* _Provided text_:
The federal government has released a 10-year-old girl with cerebral palsy to her family, according to the American Civil Liberties Union.
Rosa Maria Hernandez and her parents had been living in Laredo, Texas — in the U.S. without permission — and the Border Patrol had taken her into custody as she was transported through a checkpoint on her way to a Corpus Christi hospital for emergency surgery. Federal authorities held her at a facility for children, rather than letting her return to her parents. She has been in deportation proceedings.
The ACLU filed a lawsuit seeking her release to her parents.
NPR's John Burnett has reported that Rosa Maria was picked up by the Border Patrol while riding in an ambulance with her cousin, who is a U.S. citizen.
"[Doctors] in Laredo sent Hernandez to Driscoll Children's Hospital in Corpus Christi for emergency gallbladder surgery. Because that city is beyond a federal immigration checkpoint, her parents asked an adult cousin — who is a U.S. citizen — to accompany her on the medical trip.

* _Given data_:
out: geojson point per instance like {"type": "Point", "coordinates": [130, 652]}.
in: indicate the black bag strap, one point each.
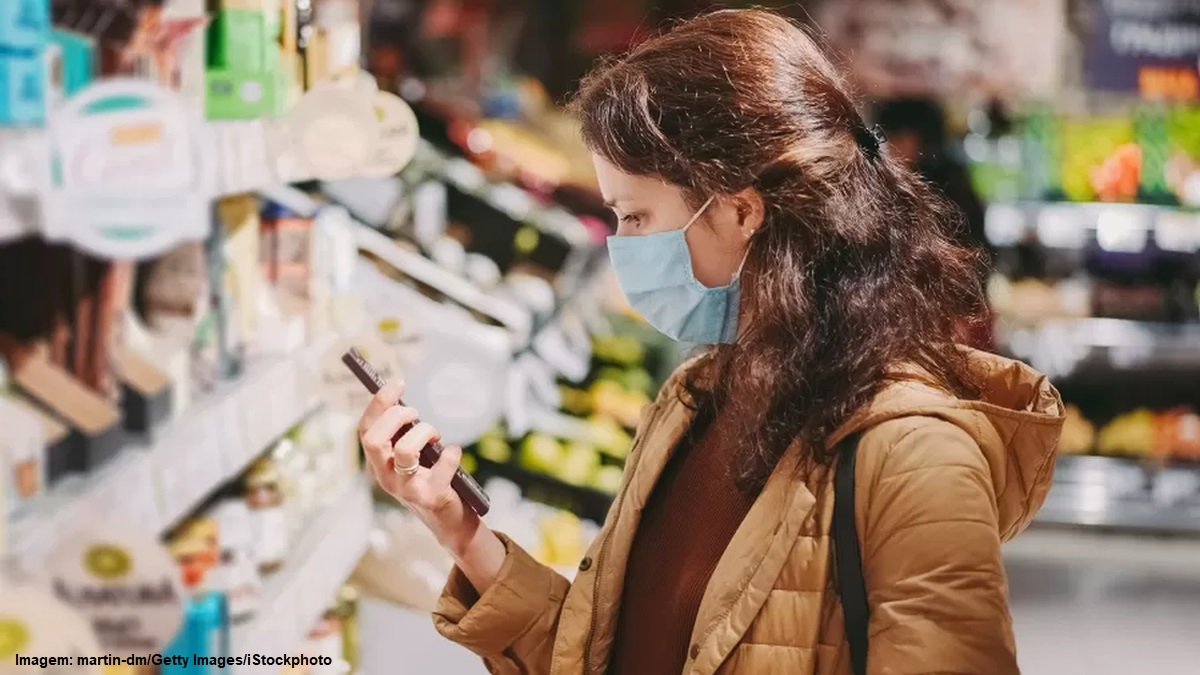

* _Using the information_:
A - Say whether each statement agrees with the report on Rosa Maria Hernandez, giving yes or no plus the deciding words of the report quoted exactly: (i) She was taken by the Border Patrol while riding in an ambulance with her cousin. (ii) Federal authorities let her go back to her parents after picking her up. (iii) She was being sent to Corpus Christi for emergency heart surgery.
B - Carry on writing the report on Rosa Maria Hernandez, picking up after its last sentence.
The data stands apart from the report on Rosa Maria Hernandez and is separate material.

* _Responses to the tasks_:
A -
(i) Yes: "Rosa Maria was picked up by the Border Patrol while riding in an ambulance with her cousin, who is a U.S. citizen."
(ii) No: "Federal authorities held her at a facility for children, rather than letting her return to her parents."
(iii) No: "[Doctors] in Laredo sent Hernandez to Driscoll Children's Hospital in Corpus Christi for emergency gallbladder surgery."

B -
"At the checkpoint outside the South Texas town of Freer, Border Patrol agents learned that the sick girl was not in the country legally. They took her into custody, followed her to the hospital, and waited outside her recovery room. ...
"Gabriel Acosta, assistant chief patrol agent in Laredo, says his agents followed a 10-year-old federal law for handling a UAC — an unaccompanied alien child.
" 'By law we have to do exactly what we did,' he said in an interview in sector headquarters."
A spokesperson for the Department of Health and Human Services, which runs the facility where Rosa Maria was in custody, said the agency could not comment on specific cases because of privacy concerns.